__SET EXERCISE A__: Please copy out, word for word, everything in the listing from its first line down to the line containing "300 251 L 302", both included.

__DOCUMENT SEGMENT__:
-- Begin --

How would Dr. Mendelssohn know that their motives were purely political? What evidence (i.e. engineering techniques embedded in the architectural structures, which he has been using for his technological stand point) is there in support of their motives being "purely political?" No such evidence is offered by Dr. Mendelssohn. The conclusion that "their motives were purly political" is not based on the technological stand point but, instead, on pure speculation by Dr. Mendelssohn. At 146/2/1-5, Dr. Mendelssohn was of the opinion that "their motives" were based on economics as given in the following quote.
146/2/1-5 "...a critical stage for the maintenance of the working force was reached when limitation of access to the pyramid demanded its reduction [when a pyramid neared completion, the entire work force was no longer need]. At this stage there was only one way out of the economic dilemma [which is clearly immediate and massive unemployment resulting in what we know as an economic recession]; the surplus workers had to be shifted to the start of the next pyramid. From then on not one but two pyramids were under construction, as indeed we have discovered in the simultaneous work on the Meidum and Bent pyramids."
So, Dr. Medelssohn contradicts himself by saying that "their motive" were based on economics and then saying that "their motives" were "purly political." Neither of these contradictory conclusions are based on the technological stand point, but, instead, are based on speculation.
To make matters worse, Dr. Mendelssohn gives information, in the following quotes, that clearly indicates religious motives.
155/4/1 "The core of the administration was the Heliopolitan priesthood of Re who had initiated and sustained the pyramid project."
155/4/6 "The pharaoh himself had become the spiritual figurehead of a large and highly efficient administrative machine whose directives came from the priesthood of Re, who were the real government of Old Kingdom Egypt."
So, are we to believe that there were no religious motives? That their motives were "purely political," is an aspect of Dr. Mendelssohn's hypothesis that is not based on the technological point of view, and that is not supported by the evidence Dr. Mendelssohn presents.
It should be apparent that a combination of motives were involved in the decision to build gigantic pyramids: religious motives, political motives, and economic motives.
If we have learned anything from the field of Sociology, it is that religious institutions and political institutions and economic institutions have an interdependency.
At 152/1/4, Dr. Mendelssohn refers to a pyramid as the "shining emblem of the sun god..."
Sociology: A Down-To-Earth Approach --- Henslin
495/3/1 "A symbol is a condensed way of communicating. Worn by a fundamentalist Christian, for example, the cross says, 'I am a follower of Jesus Christ, I believe that He is the Messiah, the promised Son of God, that He loves me, that He died to take away my sins, that He rose from the dead and is going to return to earth, and that through Him I will receive eternal life."
495/4/1 "That is a lot to pack into one symbol - and is only part of what the symbol means to a fundamentalist believer.

-- End --

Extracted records
-- Begin --

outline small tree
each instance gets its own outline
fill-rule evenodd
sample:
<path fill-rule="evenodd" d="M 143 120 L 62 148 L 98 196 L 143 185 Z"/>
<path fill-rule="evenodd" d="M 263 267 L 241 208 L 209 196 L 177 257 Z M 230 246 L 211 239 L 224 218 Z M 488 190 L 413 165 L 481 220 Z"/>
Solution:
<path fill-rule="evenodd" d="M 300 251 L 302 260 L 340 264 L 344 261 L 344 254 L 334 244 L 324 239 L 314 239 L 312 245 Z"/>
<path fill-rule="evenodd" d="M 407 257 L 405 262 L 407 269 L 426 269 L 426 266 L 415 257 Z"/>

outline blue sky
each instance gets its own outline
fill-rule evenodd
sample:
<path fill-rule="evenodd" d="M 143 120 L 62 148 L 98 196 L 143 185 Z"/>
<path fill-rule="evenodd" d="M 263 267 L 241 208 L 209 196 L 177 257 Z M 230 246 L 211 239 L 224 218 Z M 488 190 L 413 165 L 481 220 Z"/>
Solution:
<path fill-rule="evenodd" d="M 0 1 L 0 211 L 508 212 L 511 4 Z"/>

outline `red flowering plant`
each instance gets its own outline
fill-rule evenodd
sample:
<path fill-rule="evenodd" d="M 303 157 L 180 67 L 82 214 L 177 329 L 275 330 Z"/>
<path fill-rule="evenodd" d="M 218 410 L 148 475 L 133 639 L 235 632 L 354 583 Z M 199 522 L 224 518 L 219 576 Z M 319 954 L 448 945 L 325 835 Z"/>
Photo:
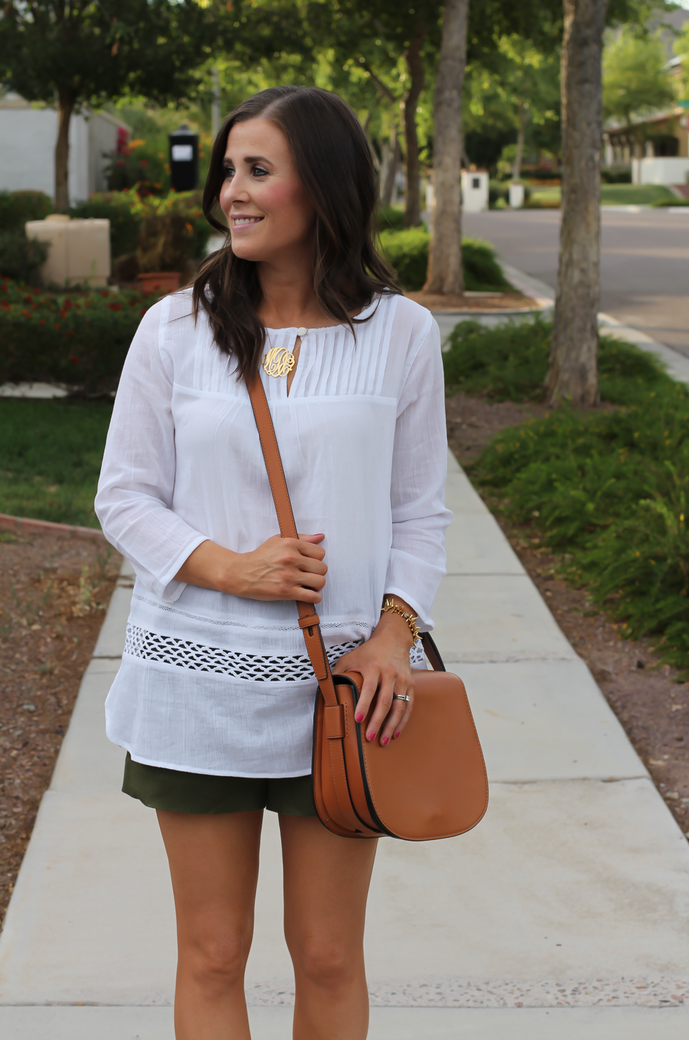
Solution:
<path fill-rule="evenodd" d="M 105 178 L 110 191 L 135 188 L 141 199 L 169 191 L 169 171 L 164 156 L 161 158 L 141 138 L 129 140 L 123 127 L 117 131 L 116 148 L 105 152 L 104 158 L 108 160 Z"/>
<path fill-rule="evenodd" d="M 0 384 L 112 392 L 141 315 L 156 300 L 133 289 L 47 292 L 0 279 Z"/>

-- End --

__SET EXERCISE B__: Sum up the critique of Dr. Mendelssohn's view of pyramid motives in two sentences.

__FINISHED ANSWER A__:
outline small tree
each instance gets its own outline
fill-rule evenodd
sample:
<path fill-rule="evenodd" d="M 143 120 L 62 148 L 98 196 L 143 185 Z"/>
<path fill-rule="evenodd" d="M 263 267 L 241 208 L 209 196 L 177 257 Z M 230 246 L 211 239 L 224 218 Z M 488 190 L 413 165 L 481 220 Z"/>
Solution:
<path fill-rule="evenodd" d="M 300 251 L 302 260 L 340 264 L 344 261 L 344 254 L 334 244 L 324 239 L 314 239 L 312 245 Z"/>

__FINISHED ANSWER B__: The critique argues that Dr. Mendelssohn's claim that the pyramid builders' motives were purely political rests on speculation rather than on his technological standpoint, and that it contradicts his own earlier economic explanation. Pointing to his statements that the priesthood of Re initiated the pyramid project and was the real government, it concludes that religious, political, and economic motives were combined.